Text section

Re: [PATCH] seccomp: Add SECCOMP_CLONE_FILTER operation

All of lore.kernel.org
 help / color / mirror / Atom feed

From: Kees Cook <kees@kernel.org>
To: Tom Hromatka <tom.hromatka@oracle.com>
Cc: luto@amacapital.net, wad@chromium.org, sargun@sargun.me,
	corbet@lwn.net, shuah@kernel.org, brauner@kernel.org,
	linux-doc@vger.kernel.org, linux-kernel@vger.kernel.org,
	linux-kselftest@vger.kernel.org, bpf@vger.kernel.org
Subject: Re: [PATCH] seccomp: Add SECCOMP_CLONE_FILTER operation
Date: Thu, 4 Sep 2025 09:26:39 -0700	[thread overview]
Message-ID: <202509040837.78EFA6E@keescook> (raw)
In-Reply-To: <20250903203805.1335307-1-tom.hromatka@oracle.com>

On Wed, Sep 03, 2025 at 08:38:03PM +0000, Tom Hromatka wrote:
> Add an operation, SECCOMP_CLONE_FILTER, that can copy the seccomp filters
> from another process to the current process.
> 
> I roughly reproduced the Docker seccomp filter [1] and timed how long it
> takes to build it (via libseccomp) and attach it to a process.  After
> 1000 runs, on average it took 3,740,000 TSC ticks (or ~1440 microseconds)
> on an AMD EPYC 9J14 running at 2596 MHz.  The median build/load time was
> 3,715,000 TSC ticks.
> 
> On the same system, I preloaded the above Docker seccomp filter onto a
> process.  (Note that I opened a pidfd to the reference process and left
> the pidfd open for the entire run.)  I then cloned the filter using the
> feature in this patch to 1000 new processes.  On average, it took 9,300
> TSC ticks (or ~3.6 microseconds) to copy the filter to the new processes.
> The median clone time was 9,048 TSC ticks.
> 
> This is approximately a 400x performance improvement for those container
> managers that are using the exact same seccomp filter across all of their
> containers.

This is a nice speedup, but with devil's advocate hat on, are launchers
spawning at rates high enough that this makes a difference?

> 
> [1] https://raw.githubusercontent.com/moby/moby/refs/heads/master/profiles/seccomp/default.json
> 
> Signed-off-by: Tom Hromatka <tom.hromatka@oracle.com>
> ---
>  .../userspace-api/seccomp_filter.rst          |  10 ++
>  include/uapi/linux/seccomp.h                  |   1 +
>  kernel/seccomp.c                              |  48 ++++++
>  samples/seccomp/Makefile                      |   2 +-
>  samples/seccomp/clone-filter.c                | 143 ++++++++++++++++++
>  tools/include/uapi/linux/seccomp.h            |   1 +
>  tools/testing/selftests/seccomp/seccomp_bpf.c |  71 +++++++++
>  7 files changed, 275 insertions(+), 1 deletion(-)
>  create mode 100644 samples/seccomp/clone-filter.c
> 
> diff --git a/Documentation/userspace-api/seccomp_filter.rst b/Documentation/userspace-api/seccomp_filter.rst
> index cff0fa7f3175..ef1797d093f6 100644
> --- a/Documentation/userspace-api/seccomp_filter.rst
> +++ b/Documentation/userspace-api/seccomp_filter.rst
> @@ -289,6 +289,16 @@ above in this document: all arguments being read from the tracee's memory
>  should be read into the tracer's memory before any policy decisions are made.

Provided material
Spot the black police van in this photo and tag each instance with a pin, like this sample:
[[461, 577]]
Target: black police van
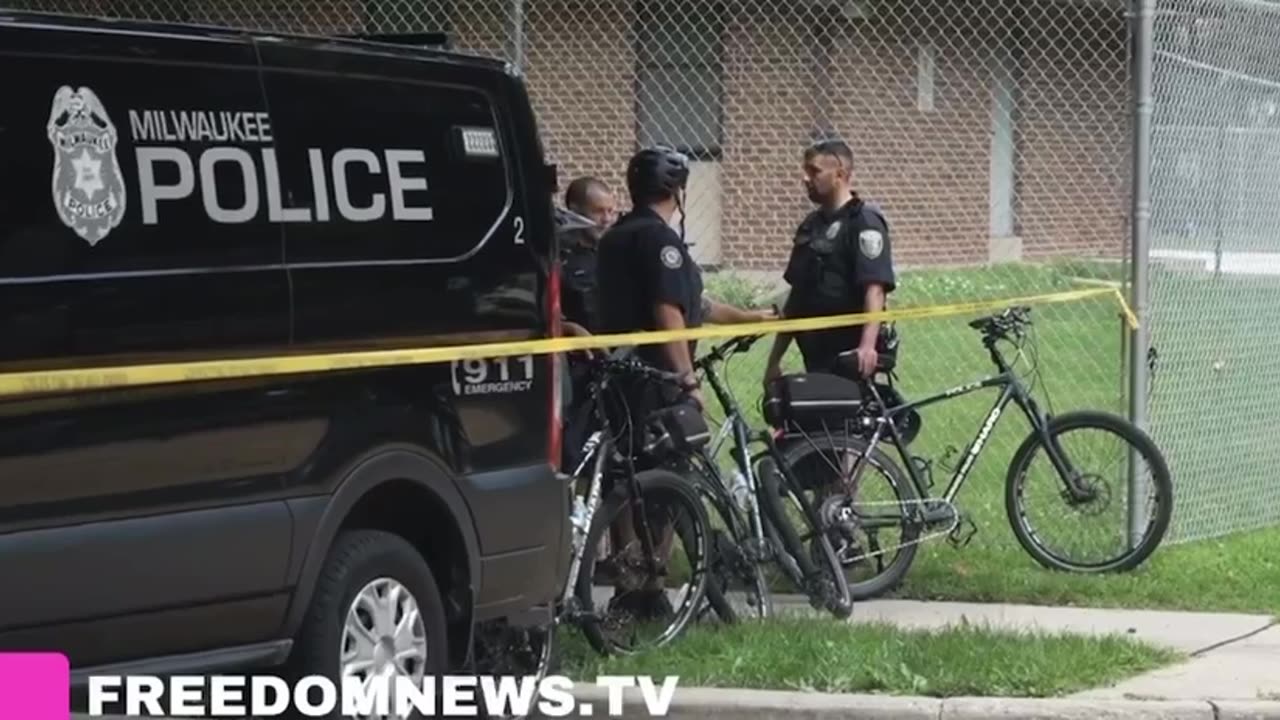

To do
**A)** In the seccomp patch email, what was the median time to clone the filter to a new process?
**B)** Resume the seccomp patch email from the point where it stops.

Results of the exercise
**A)** 9,048 TSC ticks.

**B)**
>  This allows for an atomic decision on syscall arguments.
>  
> +Cloning an Existing Seccomp Filter
> +==================================
> +
> +Constructing and loading a complex seccomp filter can often take a non-trivial
> +amount of time. If a user wants to use the same seccomp filter across more
> +than one process, it can be cloned to new processes via the
> +``SECCOMP_CLONE_FILTER`` operation. Note that the clone will only succeed if
> +the destination process does not have any seccomp filters already applied to
> +it. See ``samples/seccomp/clone-filter.c`` for an example.

Is "does not have any seccomp filters" a reasonable expectation? I mean,
I'm fine with it, but will this feature be generally useful with that
restriction? (i.e. becomes unusable under Docker, in several systemd
contexts, etc)

> +static long seccomp_clone_filter(void __user *upidfd)
> +{
> +	struct task_struct *task;
> +	unsigned int flags;
> +	pid_t pidfd;
> +
> +	if (!capable(CAP_SYS_ADMIN))
> +		return -EPERM;

Again, I'm fine with this being CAP_SYS_ADMIN, but the normal seccomp
filter restriction is NNP || CAP_SYS_ADMIN. Would it be safe to do
clones with non-ADMIN? Hmmm.

> +	if (atomic_read(&current->seccomp.filter_count) > 0)
> +		return -EINVAL;

I'd wait to test this until you're under &current->sighand->siglock,
and just test current->seccomp.filter.

> +
> +	if (copy_from_user(&pidfd, upidfd, sizeof(pid_t)))
> +		return -EFAULT;
> +
> +	task = pidfd_get_task(pidfd, &flags);
> +	if (IS_ERR(task))
> +		return -ESRCH;

Is this the right way to pass in a pidfd? Shouldn't this be an int, not
a pointer? What is idiomatic for pidfd interfaces?

> +
> +	spin_lock_irq(&current->sighand->siglock);
> +	spin_lock_irq(&task->sighand->siglock);

As others mentioned, you can't do this. ;) I'm pretty sure you can just
take references progressively:

- task = pidfd_get_task
- mutex_lock_killable(&task->signal->cred_guard_mutex)
- spin_lock_irq(&task->sighand->siglock);
- check seccomp mode for filter mode, e.g. see seccomp_may_assign_mode()
- get_seccomp_filter(task)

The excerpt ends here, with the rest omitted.